===== MATERIAL SUPPLIED =====

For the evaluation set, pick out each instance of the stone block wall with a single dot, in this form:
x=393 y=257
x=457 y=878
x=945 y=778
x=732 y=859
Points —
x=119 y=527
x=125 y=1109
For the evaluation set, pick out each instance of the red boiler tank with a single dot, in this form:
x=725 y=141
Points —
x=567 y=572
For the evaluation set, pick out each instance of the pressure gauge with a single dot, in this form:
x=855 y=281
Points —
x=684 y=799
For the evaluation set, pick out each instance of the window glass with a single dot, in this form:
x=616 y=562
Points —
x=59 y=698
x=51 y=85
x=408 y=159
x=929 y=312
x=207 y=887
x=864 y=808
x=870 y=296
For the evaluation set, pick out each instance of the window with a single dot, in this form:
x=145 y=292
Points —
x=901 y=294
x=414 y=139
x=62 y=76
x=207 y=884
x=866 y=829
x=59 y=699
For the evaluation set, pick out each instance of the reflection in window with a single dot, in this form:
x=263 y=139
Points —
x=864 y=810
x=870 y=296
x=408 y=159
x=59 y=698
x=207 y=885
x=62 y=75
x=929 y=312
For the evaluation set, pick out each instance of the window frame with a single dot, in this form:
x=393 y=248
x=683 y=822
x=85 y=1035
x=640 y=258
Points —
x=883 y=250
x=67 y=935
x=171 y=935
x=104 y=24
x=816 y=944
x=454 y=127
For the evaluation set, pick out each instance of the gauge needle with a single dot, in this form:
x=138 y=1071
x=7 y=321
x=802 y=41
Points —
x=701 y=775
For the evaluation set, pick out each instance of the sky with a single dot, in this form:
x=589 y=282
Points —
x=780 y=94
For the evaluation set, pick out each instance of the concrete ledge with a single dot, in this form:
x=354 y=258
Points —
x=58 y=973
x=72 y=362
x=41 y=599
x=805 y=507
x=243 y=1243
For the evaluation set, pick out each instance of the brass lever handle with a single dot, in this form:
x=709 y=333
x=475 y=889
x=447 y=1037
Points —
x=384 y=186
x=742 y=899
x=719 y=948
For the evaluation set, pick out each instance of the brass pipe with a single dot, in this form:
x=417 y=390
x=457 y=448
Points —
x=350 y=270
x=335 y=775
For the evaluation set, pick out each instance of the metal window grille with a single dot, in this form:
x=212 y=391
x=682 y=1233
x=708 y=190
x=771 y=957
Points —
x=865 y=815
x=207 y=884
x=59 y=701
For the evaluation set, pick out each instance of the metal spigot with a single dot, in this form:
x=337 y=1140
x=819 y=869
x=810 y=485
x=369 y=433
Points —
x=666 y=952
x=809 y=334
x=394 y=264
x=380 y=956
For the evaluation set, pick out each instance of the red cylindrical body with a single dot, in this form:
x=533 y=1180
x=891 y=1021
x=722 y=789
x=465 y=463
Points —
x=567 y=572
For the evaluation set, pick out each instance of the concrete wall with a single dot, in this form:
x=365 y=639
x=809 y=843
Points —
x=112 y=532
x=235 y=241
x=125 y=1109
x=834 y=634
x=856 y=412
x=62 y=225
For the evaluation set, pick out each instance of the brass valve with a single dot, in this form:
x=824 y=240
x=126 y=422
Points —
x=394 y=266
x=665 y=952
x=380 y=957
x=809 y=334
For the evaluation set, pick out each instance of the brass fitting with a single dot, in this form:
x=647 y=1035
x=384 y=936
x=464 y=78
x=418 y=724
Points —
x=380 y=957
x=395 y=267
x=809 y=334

=====

Extract each line from the listing above, please, and repeat it exactly.

* **WRITTEN RESPONSE**
For the evaluation set, pick out each instance of the stone block wall with a single dot, in this form:
x=393 y=257
x=457 y=878
x=945 y=778
x=732 y=859
Points —
x=119 y=527
x=125 y=1109
For the evaluation set, pick out each instance of the red boiler tank with a single dot, in this form:
x=725 y=141
Points —
x=567 y=572
For the evaluation set, pick out each instance of the pressure gauge with a single dot, in this form:
x=855 y=281
Points —
x=684 y=799
For the evaluation set, pick out each instance of the window glass with a single dot, in this form:
x=616 y=562
Points —
x=59 y=698
x=51 y=85
x=408 y=159
x=929 y=312
x=207 y=887
x=864 y=808
x=870 y=296
For the evaluation set, pick out each instance of the window with a single dot, in this form:
x=145 y=292
Points —
x=901 y=294
x=414 y=139
x=62 y=76
x=207 y=884
x=866 y=829
x=59 y=699
For the evaluation set, pick out each instance of the reflection in window with a single dot, in this form:
x=263 y=139
Points —
x=864 y=810
x=870 y=296
x=408 y=159
x=59 y=698
x=207 y=885
x=62 y=75
x=929 y=312
For the evaluation set, pick out each instance of the window frame with a single dot, in this form:
x=393 y=248
x=683 y=822
x=85 y=1035
x=640 y=258
Points —
x=883 y=250
x=67 y=935
x=171 y=935
x=104 y=24
x=816 y=944
x=454 y=127
For the evaluation set, pick out each instance of the gauge needle with a single dot, in this form:
x=138 y=1071
x=7 y=321
x=802 y=41
Points —
x=701 y=775
For the evaluation set, pick out each instance of the sky with a single dot, in this form:
x=589 y=282
Points —
x=780 y=94
For the evaluation set, pick out each instance of the concrete ledge with a single dot, in this form:
x=354 y=258
Points —
x=58 y=973
x=72 y=362
x=41 y=599
x=805 y=507
x=243 y=1243
For the evaluation set, pick out each instance of the brass lever handle with a single dot, in this form:
x=709 y=333
x=475 y=889
x=447 y=1037
Points —
x=384 y=186
x=742 y=899
x=719 y=948
For the evaluation set, pick out each instance of the brass pipe with a single dot, in this form:
x=417 y=390
x=457 y=448
Points —
x=350 y=270
x=335 y=775
For the evaluation set, pick out each instance of the metal window grille with a single dot, in this form:
x=212 y=391
x=682 y=1233
x=708 y=190
x=771 y=957
Points —
x=865 y=815
x=207 y=884
x=59 y=701
For the evaluation set, pick out each instance of the metal spigot with a single dot, in this form:
x=337 y=1140
x=819 y=869
x=810 y=485
x=369 y=433
Points —
x=666 y=952
x=809 y=334
x=394 y=264
x=380 y=956
For the evaluation set, pick out each instance of the red cylindrical body with a single dot, in this form:
x=533 y=1180
x=891 y=1021
x=722 y=789
x=465 y=463
Points —
x=567 y=572
For the evaluation set, pick out each instance of the concrete wall with a single dot, in this form:
x=365 y=639
x=809 y=843
Points —
x=112 y=532
x=235 y=241
x=125 y=1109
x=834 y=634
x=856 y=412
x=62 y=225
For the evaluation set, pick out each instance of the brass valve with a single dot, in this form:
x=824 y=240
x=126 y=422
Points —
x=394 y=266
x=665 y=952
x=380 y=957
x=809 y=334
For the evaluation set, pick out each instance of the brass fitting with a single dot, in this form:
x=647 y=1035
x=384 y=936
x=464 y=78
x=418 y=724
Points —
x=380 y=957
x=395 y=267
x=809 y=334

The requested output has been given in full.